◆ PROBLEM DESCRIPTION: Report every line in the listing that contains the string "distant".
INFORMATION SHOWN Block Start
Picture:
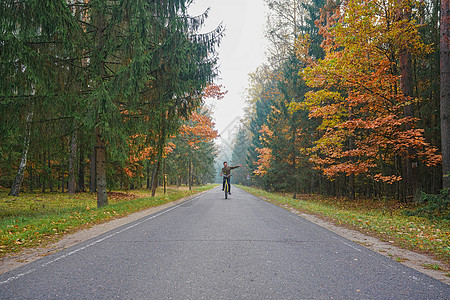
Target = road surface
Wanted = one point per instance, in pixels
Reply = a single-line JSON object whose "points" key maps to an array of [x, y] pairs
{"points": [[212, 248]]}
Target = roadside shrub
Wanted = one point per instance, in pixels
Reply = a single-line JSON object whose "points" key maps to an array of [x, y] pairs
{"points": [[433, 206]]}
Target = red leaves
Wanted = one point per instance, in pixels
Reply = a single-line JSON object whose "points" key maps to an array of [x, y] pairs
{"points": [[364, 127]]}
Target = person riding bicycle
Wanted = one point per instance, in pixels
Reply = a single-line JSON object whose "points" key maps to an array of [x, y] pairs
{"points": [[226, 173]]}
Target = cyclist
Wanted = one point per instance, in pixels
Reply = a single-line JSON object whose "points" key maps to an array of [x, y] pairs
{"points": [[226, 173]]}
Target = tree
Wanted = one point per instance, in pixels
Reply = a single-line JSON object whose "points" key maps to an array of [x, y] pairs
{"points": [[445, 93], [363, 125], [97, 59]]}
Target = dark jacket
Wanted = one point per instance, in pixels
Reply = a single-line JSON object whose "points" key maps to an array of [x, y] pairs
{"points": [[226, 171]]}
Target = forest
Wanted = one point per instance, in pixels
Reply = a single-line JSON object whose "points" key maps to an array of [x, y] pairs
{"points": [[352, 101], [99, 95]]}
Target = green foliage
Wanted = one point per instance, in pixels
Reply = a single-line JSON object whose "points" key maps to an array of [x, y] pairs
{"points": [[369, 216], [433, 206], [127, 67], [34, 220]]}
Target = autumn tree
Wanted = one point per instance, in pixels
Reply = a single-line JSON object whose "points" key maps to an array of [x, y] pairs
{"points": [[359, 99], [445, 92]]}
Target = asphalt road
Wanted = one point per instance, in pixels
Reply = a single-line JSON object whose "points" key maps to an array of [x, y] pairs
{"points": [[212, 248]]}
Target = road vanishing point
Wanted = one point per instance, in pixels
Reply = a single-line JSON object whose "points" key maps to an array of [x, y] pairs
{"points": [[209, 247]]}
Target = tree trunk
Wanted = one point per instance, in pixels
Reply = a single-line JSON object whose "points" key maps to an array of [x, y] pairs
{"points": [[100, 147], [161, 143], [72, 163], [93, 175], [165, 177], [81, 171], [190, 173], [409, 172], [445, 93], [15, 188], [148, 175]]}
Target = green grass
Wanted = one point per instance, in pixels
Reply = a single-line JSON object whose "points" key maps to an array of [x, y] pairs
{"points": [[36, 219], [384, 219]]}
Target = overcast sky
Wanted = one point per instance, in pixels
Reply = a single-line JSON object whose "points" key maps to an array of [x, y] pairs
{"points": [[242, 50]]}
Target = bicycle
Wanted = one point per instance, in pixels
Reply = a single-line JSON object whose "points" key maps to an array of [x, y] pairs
{"points": [[227, 186]]}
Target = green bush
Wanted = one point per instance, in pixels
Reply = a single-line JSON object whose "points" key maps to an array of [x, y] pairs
{"points": [[433, 206]]}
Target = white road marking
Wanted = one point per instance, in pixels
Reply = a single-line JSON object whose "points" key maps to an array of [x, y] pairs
{"points": [[96, 242]]}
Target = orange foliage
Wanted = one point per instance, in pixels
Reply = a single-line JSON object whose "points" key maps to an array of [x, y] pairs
{"points": [[357, 96]]}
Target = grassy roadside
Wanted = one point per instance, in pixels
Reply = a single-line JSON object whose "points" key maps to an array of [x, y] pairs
{"points": [[37, 219], [385, 220]]}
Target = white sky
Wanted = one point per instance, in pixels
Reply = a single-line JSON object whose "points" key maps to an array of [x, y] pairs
{"points": [[242, 50]]}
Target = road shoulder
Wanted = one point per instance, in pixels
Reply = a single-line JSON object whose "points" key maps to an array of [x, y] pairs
{"points": [[14, 261]]}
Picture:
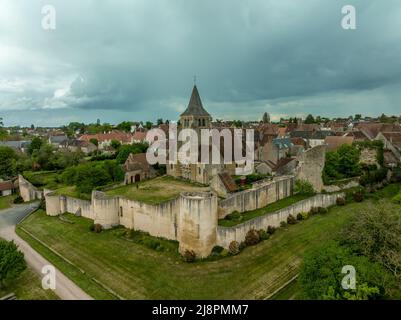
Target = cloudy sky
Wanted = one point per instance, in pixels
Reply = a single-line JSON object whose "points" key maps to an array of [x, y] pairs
{"points": [[135, 60]]}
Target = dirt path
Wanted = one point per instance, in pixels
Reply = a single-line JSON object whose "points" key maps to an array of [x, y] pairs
{"points": [[65, 288]]}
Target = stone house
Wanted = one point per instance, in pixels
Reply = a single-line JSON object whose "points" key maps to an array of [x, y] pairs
{"points": [[75, 145], [105, 139], [137, 168], [335, 142], [392, 142], [7, 188]]}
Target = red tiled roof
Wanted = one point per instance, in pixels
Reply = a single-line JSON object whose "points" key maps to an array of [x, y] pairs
{"points": [[393, 137], [6, 185], [283, 162], [114, 135], [334, 142], [136, 162], [228, 182], [298, 141], [139, 136]]}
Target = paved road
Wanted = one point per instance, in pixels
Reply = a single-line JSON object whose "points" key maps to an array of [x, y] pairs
{"points": [[65, 288]]}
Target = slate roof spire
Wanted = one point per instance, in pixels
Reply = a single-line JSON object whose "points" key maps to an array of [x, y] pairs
{"points": [[195, 107]]}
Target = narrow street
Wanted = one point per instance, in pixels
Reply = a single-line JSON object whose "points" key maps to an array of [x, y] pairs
{"points": [[9, 218]]}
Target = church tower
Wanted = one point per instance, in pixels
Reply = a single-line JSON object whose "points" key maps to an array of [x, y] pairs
{"points": [[195, 116]]}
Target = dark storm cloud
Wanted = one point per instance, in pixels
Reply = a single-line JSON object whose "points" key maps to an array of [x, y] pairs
{"points": [[136, 59]]}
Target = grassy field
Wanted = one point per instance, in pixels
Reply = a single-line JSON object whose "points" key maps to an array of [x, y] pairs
{"points": [[43, 179], [156, 190], [6, 202], [72, 192], [29, 287], [137, 272], [260, 212]]}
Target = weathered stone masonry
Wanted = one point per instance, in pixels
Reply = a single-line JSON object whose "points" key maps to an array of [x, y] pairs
{"points": [[192, 218]]}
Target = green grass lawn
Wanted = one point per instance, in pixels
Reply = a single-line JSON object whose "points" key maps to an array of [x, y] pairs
{"points": [[156, 190], [289, 292], [260, 212], [137, 272], [72, 192], [29, 287], [6, 202], [44, 179]]}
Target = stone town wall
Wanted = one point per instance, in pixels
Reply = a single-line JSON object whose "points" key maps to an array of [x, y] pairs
{"points": [[311, 164], [349, 183], [28, 191], [237, 233], [258, 197], [198, 222], [191, 218]]}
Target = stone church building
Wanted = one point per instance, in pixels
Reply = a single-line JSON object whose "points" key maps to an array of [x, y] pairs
{"points": [[196, 117]]}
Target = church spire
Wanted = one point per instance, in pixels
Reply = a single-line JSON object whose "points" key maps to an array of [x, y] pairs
{"points": [[195, 107]]}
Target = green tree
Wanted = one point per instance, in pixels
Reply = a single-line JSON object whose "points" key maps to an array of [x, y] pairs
{"points": [[340, 164], [349, 157], [36, 143], [310, 119], [45, 157], [376, 234], [125, 126], [321, 274], [8, 158], [304, 187], [94, 141], [266, 118], [12, 263], [3, 132], [115, 144], [125, 151]]}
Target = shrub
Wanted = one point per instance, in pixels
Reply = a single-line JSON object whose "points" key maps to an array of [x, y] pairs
{"points": [[313, 211], [358, 196], [97, 228], [18, 200], [151, 243], [271, 230], [304, 187], [305, 215], [340, 201], [291, 219], [234, 248], [263, 235], [397, 198], [217, 249], [189, 256], [42, 205], [235, 216], [12, 263], [252, 237]]}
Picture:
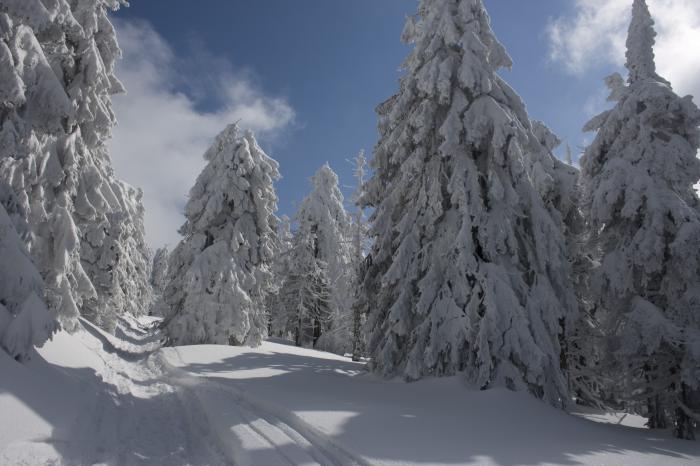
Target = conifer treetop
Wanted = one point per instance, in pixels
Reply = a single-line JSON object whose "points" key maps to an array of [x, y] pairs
{"points": [[640, 44]]}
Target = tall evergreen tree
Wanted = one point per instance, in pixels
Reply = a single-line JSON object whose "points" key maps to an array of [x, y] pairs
{"points": [[219, 274], [359, 241], [57, 61], [644, 219], [25, 320], [469, 269], [324, 223], [305, 299]]}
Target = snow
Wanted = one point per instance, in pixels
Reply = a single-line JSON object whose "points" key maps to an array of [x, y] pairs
{"points": [[92, 398]]}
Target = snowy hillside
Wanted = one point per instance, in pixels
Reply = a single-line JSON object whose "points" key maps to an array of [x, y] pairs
{"points": [[91, 398]]}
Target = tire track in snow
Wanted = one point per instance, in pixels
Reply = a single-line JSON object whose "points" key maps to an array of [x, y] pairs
{"points": [[271, 429]]}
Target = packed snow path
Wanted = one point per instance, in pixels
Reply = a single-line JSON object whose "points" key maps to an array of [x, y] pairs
{"points": [[90, 398]]}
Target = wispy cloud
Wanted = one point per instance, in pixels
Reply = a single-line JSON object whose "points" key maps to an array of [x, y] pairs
{"points": [[595, 33], [163, 131]]}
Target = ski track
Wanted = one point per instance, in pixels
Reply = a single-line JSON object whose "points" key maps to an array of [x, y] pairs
{"points": [[149, 412]]}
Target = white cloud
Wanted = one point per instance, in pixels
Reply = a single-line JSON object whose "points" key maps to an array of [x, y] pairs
{"points": [[596, 33], [162, 134]]}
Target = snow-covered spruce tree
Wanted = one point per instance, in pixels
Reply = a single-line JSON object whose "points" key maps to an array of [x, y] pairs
{"points": [[324, 223], [38, 157], [558, 184], [25, 321], [219, 274], [281, 268], [306, 309], [109, 213], [469, 269], [58, 62], [644, 219]]}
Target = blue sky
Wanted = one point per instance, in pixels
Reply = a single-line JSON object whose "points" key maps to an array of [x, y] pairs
{"points": [[310, 73]]}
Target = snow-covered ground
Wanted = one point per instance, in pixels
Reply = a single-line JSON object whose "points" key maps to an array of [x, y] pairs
{"points": [[91, 398]]}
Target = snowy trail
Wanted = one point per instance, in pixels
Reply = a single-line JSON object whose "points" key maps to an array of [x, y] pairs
{"points": [[95, 399], [263, 434], [142, 410]]}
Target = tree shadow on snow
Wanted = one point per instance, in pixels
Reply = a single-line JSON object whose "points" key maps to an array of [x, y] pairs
{"points": [[424, 422]]}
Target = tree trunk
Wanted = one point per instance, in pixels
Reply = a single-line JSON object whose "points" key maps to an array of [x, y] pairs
{"points": [[684, 424]]}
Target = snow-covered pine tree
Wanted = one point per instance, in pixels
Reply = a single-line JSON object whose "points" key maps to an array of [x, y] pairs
{"points": [[109, 213], [219, 274], [38, 141], [558, 185], [281, 268], [469, 269], [644, 219], [25, 320], [58, 68], [324, 223], [306, 296]]}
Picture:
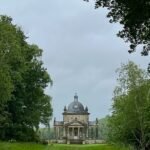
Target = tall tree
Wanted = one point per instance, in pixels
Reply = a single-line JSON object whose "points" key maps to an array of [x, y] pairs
{"points": [[129, 122], [23, 103]]}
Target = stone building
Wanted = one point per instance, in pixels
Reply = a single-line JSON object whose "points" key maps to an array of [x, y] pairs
{"points": [[75, 127]]}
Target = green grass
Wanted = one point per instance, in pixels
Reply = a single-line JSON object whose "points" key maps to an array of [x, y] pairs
{"points": [[33, 146]]}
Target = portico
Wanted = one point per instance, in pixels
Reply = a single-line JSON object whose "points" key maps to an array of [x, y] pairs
{"points": [[75, 126]]}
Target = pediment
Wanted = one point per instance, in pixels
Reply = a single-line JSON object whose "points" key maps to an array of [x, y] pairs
{"points": [[75, 123]]}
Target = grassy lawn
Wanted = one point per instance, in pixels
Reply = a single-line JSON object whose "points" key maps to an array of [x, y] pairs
{"points": [[33, 146]]}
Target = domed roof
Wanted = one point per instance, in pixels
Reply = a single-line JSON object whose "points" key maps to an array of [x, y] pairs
{"points": [[75, 106]]}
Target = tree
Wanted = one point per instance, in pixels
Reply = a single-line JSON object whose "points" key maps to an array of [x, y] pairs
{"points": [[134, 16], [129, 122], [23, 103]]}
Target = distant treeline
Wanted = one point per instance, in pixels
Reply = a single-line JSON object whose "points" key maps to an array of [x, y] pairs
{"points": [[130, 119], [23, 103]]}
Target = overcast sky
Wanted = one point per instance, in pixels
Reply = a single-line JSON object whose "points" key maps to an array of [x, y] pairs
{"points": [[80, 50]]}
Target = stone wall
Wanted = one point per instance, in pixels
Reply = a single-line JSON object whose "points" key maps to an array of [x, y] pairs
{"points": [[81, 118]]}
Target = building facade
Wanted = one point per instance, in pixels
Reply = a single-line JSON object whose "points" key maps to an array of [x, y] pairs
{"points": [[75, 127]]}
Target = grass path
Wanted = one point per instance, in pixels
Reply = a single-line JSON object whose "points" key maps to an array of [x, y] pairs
{"points": [[33, 146]]}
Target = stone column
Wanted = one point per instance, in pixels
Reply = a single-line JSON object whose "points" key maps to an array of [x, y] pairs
{"points": [[64, 132], [58, 133], [73, 132]]}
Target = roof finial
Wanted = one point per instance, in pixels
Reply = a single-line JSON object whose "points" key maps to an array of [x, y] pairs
{"points": [[75, 97]]}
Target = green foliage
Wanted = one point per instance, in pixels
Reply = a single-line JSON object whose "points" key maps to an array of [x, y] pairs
{"points": [[23, 103], [32, 146], [103, 128], [130, 121], [46, 133], [134, 16]]}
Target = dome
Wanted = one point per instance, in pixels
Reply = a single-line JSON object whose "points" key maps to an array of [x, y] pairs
{"points": [[76, 106]]}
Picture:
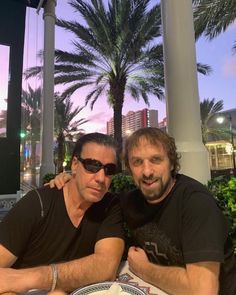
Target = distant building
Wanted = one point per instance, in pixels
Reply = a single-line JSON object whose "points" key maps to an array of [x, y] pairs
{"points": [[135, 120], [222, 148]]}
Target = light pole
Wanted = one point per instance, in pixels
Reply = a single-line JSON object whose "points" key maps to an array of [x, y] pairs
{"points": [[221, 120]]}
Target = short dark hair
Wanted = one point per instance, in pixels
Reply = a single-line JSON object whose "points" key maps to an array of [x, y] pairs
{"points": [[96, 137], [154, 136]]}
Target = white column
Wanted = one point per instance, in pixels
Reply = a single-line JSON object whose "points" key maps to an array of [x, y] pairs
{"points": [[183, 109], [47, 164]]}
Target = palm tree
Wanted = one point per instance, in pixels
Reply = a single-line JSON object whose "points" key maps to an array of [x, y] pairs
{"points": [[213, 17], [116, 52], [209, 109], [31, 115], [65, 126]]}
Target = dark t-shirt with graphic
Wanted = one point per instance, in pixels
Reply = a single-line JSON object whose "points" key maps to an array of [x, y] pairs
{"points": [[186, 227], [40, 231]]}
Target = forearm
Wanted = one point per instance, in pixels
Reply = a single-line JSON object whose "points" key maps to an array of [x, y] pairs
{"points": [[22, 280], [173, 280]]}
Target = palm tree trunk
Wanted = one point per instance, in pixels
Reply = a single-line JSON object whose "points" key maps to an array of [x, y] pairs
{"points": [[33, 163]]}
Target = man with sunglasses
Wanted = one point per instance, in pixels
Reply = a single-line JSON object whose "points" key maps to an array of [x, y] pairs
{"points": [[76, 233]]}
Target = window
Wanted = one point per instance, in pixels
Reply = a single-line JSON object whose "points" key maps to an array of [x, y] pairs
{"points": [[4, 79]]}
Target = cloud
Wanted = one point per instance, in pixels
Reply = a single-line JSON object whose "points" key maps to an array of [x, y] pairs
{"points": [[229, 67]]}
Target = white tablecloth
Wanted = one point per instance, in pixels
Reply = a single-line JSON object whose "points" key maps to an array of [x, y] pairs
{"points": [[125, 275]]}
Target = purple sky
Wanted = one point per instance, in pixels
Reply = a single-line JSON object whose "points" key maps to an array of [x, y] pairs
{"points": [[217, 53]]}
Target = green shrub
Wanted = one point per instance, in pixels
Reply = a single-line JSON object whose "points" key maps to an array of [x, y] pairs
{"points": [[225, 192]]}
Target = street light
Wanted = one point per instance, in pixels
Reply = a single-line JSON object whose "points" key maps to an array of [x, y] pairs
{"points": [[221, 120]]}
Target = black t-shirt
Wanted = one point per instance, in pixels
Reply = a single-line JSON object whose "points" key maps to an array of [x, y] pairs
{"points": [[43, 233], [186, 227]]}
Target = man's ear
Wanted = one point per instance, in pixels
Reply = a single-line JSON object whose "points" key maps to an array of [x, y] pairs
{"points": [[74, 165]]}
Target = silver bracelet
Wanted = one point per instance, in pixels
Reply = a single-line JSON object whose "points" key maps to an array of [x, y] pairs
{"points": [[54, 276]]}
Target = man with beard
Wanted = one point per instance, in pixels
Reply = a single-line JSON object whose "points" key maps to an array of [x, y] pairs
{"points": [[181, 237]]}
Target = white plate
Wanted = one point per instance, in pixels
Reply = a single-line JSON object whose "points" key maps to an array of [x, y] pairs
{"points": [[99, 288]]}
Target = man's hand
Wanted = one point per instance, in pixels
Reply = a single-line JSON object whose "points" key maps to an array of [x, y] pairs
{"points": [[137, 260], [60, 180]]}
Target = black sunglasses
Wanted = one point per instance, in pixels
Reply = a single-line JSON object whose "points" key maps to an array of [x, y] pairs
{"points": [[94, 166]]}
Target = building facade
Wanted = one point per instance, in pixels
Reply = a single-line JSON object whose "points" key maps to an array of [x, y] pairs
{"points": [[135, 120]]}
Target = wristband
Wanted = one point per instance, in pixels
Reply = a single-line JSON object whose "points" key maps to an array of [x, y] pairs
{"points": [[54, 276]]}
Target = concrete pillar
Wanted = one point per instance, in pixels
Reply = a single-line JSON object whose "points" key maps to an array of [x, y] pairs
{"points": [[183, 109], [47, 163]]}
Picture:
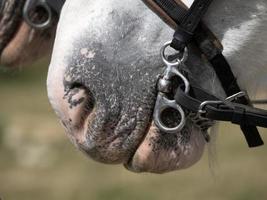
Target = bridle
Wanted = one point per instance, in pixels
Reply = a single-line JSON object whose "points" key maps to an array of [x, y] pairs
{"points": [[191, 101], [49, 7]]}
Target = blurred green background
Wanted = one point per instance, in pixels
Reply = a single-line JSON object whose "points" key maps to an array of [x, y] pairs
{"points": [[38, 162]]}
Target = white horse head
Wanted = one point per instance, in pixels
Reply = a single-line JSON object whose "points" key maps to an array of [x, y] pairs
{"points": [[104, 69]]}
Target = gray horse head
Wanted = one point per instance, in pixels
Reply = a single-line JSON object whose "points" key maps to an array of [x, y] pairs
{"points": [[102, 82], [20, 43]]}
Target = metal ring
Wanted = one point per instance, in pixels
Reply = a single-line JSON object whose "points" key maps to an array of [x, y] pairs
{"points": [[178, 61], [45, 6], [162, 104]]}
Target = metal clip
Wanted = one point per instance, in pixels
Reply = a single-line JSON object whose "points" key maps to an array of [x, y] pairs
{"points": [[163, 102], [30, 6], [234, 97]]}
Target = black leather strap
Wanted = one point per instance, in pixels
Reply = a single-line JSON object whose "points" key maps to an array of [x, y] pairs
{"points": [[246, 116], [189, 23], [56, 5], [197, 30]]}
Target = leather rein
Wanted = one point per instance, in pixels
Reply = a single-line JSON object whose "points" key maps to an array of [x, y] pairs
{"points": [[237, 108], [188, 98]]}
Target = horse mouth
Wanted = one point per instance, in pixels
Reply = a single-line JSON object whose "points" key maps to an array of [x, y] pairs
{"points": [[131, 138]]}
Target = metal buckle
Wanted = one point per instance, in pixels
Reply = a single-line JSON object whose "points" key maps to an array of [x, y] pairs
{"points": [[29, 5], [162, 101], [202, 111]]}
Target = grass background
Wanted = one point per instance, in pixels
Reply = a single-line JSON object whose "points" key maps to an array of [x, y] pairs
{"points": [[38, 162]]}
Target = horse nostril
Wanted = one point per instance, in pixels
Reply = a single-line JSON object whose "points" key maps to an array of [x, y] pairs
{"points": [[77, 94]]}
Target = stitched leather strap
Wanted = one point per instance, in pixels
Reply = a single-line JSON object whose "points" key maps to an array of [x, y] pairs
{"points": [[246, 116]]}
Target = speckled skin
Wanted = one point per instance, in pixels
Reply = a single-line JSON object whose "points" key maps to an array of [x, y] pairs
{"points": [[111, 68], [102, 84]]}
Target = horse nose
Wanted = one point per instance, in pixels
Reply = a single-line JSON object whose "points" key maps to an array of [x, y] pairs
{"points": [[72, 101]]}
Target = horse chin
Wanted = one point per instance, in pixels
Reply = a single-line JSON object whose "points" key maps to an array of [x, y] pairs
{"points": [[139, 145], [162, 152]]}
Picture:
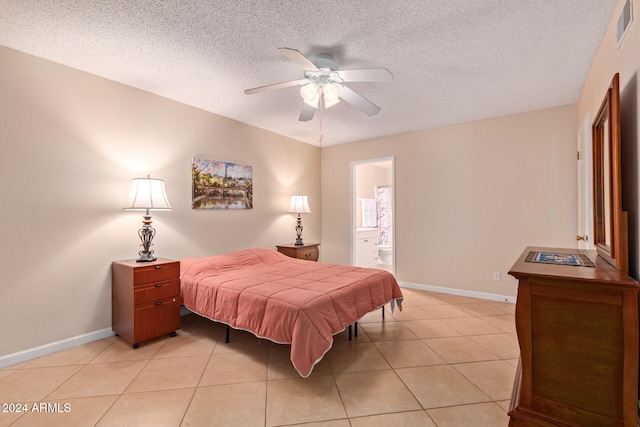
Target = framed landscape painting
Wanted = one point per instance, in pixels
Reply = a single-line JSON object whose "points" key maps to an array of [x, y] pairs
{"points": [[221, 185]]}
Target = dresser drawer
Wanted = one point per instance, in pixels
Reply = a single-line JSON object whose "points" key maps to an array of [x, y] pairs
{"points": [[156, 273], [156, 291]]}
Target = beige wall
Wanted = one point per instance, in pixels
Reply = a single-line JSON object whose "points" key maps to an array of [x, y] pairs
{"points": [[626, 61], [71, 143], [469, 197]]}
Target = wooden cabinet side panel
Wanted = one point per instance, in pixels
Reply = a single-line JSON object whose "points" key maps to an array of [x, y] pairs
{"points": [[631, 356], [523, 330], [157, 318], [122, 300]]}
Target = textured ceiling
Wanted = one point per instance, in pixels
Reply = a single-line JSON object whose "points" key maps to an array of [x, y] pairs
{"points": [[452, 60]]}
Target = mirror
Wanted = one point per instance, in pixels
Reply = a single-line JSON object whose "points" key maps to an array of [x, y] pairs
{"points": [[610, 222]]}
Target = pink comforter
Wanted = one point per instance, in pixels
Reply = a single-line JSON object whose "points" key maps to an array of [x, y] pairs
{"points": [[283, 299]]}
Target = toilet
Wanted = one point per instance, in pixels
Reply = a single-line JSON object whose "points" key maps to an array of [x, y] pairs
{"points": [[385, 254]]}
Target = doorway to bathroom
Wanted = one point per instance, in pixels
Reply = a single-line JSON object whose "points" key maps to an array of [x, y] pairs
{"points": [[373, 213]]}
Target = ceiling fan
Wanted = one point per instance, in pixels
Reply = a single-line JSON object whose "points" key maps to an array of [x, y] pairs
{"points": [[323, 84]]}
INFORMATION SHOWN Block End
◆ WORKED SOLUTION:
Target = distant treeline
Target = distant building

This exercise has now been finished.